**To be done:** Copy out exactly every line from the line containing "Note to the class: find the metal" until the records below end, inclusive of both boundary lines.

**Entries:**
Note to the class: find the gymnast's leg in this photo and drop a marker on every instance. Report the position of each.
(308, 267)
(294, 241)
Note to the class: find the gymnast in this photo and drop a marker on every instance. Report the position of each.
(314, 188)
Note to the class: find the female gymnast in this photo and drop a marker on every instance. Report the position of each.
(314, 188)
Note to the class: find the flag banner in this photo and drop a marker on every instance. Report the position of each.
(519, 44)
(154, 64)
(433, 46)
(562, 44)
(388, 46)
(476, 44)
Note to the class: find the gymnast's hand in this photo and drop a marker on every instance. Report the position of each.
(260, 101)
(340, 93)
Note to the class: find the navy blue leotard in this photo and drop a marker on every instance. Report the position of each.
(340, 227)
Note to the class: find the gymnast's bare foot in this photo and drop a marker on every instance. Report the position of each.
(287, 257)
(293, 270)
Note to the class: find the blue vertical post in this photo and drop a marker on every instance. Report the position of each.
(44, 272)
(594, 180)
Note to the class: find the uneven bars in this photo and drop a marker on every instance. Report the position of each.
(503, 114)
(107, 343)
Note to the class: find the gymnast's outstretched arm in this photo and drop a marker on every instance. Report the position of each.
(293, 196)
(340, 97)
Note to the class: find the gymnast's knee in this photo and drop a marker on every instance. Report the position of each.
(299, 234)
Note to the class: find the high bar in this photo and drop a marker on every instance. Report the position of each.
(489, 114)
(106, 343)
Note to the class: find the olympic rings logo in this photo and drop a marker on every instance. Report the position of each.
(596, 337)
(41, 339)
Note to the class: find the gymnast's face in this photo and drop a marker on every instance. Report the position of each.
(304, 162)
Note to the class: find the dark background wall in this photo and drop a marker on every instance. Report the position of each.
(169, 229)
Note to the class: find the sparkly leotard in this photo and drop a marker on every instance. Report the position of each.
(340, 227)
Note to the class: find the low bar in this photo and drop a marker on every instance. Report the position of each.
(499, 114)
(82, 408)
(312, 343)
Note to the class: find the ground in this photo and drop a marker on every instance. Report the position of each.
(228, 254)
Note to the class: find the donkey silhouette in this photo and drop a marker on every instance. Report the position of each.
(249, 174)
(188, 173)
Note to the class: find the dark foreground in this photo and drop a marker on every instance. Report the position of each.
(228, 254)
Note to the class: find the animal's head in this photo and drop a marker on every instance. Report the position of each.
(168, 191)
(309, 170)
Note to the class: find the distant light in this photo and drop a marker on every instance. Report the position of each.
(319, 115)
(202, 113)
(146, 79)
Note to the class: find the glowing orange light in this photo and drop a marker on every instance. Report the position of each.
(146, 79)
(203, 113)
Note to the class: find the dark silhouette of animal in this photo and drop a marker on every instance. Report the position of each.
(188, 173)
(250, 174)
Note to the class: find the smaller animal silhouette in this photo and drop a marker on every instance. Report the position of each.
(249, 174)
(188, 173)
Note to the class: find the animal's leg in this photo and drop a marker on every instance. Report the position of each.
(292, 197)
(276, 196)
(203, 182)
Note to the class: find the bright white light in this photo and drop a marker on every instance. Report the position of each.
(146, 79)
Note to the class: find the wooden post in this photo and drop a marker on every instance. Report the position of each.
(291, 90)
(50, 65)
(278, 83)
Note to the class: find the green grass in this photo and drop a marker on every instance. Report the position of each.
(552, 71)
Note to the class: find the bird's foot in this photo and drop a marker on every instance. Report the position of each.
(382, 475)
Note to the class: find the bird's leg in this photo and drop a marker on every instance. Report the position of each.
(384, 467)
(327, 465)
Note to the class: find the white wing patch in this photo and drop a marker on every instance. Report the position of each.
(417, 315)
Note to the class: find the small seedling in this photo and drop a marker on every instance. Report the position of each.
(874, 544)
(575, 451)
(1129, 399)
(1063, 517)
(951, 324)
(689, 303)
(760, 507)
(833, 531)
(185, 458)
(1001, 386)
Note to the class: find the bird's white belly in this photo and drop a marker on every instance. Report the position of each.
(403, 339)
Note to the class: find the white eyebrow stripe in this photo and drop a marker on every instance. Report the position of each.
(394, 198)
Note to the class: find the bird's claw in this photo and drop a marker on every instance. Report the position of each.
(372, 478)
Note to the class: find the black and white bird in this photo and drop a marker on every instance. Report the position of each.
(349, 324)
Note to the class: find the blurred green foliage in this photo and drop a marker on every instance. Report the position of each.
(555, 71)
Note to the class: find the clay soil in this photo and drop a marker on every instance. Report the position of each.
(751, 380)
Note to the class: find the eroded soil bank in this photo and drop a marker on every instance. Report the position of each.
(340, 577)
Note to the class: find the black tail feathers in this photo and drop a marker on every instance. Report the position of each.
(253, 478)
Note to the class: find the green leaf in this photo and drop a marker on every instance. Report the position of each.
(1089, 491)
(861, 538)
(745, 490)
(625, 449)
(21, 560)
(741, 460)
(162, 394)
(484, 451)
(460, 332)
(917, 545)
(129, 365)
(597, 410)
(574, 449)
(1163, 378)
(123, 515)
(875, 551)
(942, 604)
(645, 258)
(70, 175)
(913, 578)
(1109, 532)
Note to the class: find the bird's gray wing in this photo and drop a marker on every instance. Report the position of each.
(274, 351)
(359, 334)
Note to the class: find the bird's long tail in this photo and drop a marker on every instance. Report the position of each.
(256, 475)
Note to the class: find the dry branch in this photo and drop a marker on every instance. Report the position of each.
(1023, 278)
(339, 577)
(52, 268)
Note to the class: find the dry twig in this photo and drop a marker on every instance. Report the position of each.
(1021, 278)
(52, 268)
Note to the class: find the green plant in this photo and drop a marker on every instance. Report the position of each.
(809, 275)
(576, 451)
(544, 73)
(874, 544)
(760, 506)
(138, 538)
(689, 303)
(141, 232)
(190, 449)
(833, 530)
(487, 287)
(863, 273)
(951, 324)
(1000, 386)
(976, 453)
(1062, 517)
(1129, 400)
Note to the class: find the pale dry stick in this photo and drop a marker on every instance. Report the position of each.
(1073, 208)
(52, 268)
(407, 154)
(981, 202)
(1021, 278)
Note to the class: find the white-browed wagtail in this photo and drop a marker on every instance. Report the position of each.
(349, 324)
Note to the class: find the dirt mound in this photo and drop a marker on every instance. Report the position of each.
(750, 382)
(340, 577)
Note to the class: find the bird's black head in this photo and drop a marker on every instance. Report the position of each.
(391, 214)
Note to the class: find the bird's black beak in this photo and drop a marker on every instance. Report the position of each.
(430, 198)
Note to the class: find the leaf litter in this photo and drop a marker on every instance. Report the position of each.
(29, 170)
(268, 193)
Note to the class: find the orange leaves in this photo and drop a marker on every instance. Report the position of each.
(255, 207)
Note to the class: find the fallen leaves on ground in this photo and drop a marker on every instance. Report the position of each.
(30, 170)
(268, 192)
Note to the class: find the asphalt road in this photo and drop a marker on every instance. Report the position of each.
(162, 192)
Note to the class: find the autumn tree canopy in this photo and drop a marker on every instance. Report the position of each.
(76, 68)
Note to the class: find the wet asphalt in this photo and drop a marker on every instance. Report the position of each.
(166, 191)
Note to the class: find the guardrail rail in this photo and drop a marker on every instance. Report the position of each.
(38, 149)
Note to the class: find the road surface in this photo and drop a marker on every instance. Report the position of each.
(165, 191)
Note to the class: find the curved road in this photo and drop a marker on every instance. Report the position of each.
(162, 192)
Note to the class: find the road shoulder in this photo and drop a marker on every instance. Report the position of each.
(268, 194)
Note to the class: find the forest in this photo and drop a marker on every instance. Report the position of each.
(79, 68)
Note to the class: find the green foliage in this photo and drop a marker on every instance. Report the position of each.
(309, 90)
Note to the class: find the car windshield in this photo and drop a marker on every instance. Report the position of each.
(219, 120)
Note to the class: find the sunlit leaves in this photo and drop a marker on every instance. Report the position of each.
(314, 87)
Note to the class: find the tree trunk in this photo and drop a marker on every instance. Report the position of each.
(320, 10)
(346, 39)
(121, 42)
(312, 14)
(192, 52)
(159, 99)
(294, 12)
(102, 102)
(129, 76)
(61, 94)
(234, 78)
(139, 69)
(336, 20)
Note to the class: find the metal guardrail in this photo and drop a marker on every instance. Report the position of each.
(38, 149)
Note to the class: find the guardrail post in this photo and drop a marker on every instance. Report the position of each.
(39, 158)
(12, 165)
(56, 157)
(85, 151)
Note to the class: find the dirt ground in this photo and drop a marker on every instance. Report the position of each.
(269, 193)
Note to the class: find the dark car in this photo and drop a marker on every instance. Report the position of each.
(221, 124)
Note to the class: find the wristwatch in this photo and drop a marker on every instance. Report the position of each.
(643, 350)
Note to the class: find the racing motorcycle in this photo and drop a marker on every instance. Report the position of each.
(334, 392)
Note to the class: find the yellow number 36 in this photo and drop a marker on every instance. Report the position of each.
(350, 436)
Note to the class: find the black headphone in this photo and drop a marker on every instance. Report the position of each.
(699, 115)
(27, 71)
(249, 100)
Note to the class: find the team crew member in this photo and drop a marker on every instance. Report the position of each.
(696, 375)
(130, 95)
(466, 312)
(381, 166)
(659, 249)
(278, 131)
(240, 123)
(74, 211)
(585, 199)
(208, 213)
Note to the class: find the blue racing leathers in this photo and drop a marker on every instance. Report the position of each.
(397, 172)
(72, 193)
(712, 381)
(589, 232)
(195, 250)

**Exercise solution:**
Note to the class: find the metal guardrail in this photo and drop a marker on every instance. Report the position of each.
(38, 149)
Note to the class: find the guardrail post in this photo and drop a marker on every instance. Report the position of each.
(39, 158)
(12, 165)
(56, 157)
(85, 151)
Note to the class: find the dirt ground in this photo and drop a marker on every instance. Report the position of each.
(269, 193)
Note to the class: find the dark car in this photo and drop a marker on every instance. Report the position of each.
(221, 124)
Note to the class: find the wristwatch in this photo and drop a marker on every instance. Report the position of each.
(643, 350)
Note to the class: find the racing motorcycle in this photo and drop a marker on every instance. Report the position of each.
(334, 392)
Note to the class: find the yellow number 36 in this photo and drop a marker on every instance. Report the position of each.
(350, 436)
Note to the class: find the black headphone in this photo and drop a marker on every instance. Report the position of each.
(699, 115)
(27, 71)
(249, 100)
Note to the class: find the team crew member in this photo and drop a marker on every instance. Report the position of each.
(696, 375)
(130, 95)
(466, 312)
(381, 166)
(659, 249)
(278, 131)
(240, 123)
(74, 211)
(585, 199)
(208, 213)
Note to the class: find the blue racing leathers in this photo and drop a marker on every instance. Report the position of each.
(397, 172)
(72, 193)
(712, 381)
(589, 232)
(195, 250)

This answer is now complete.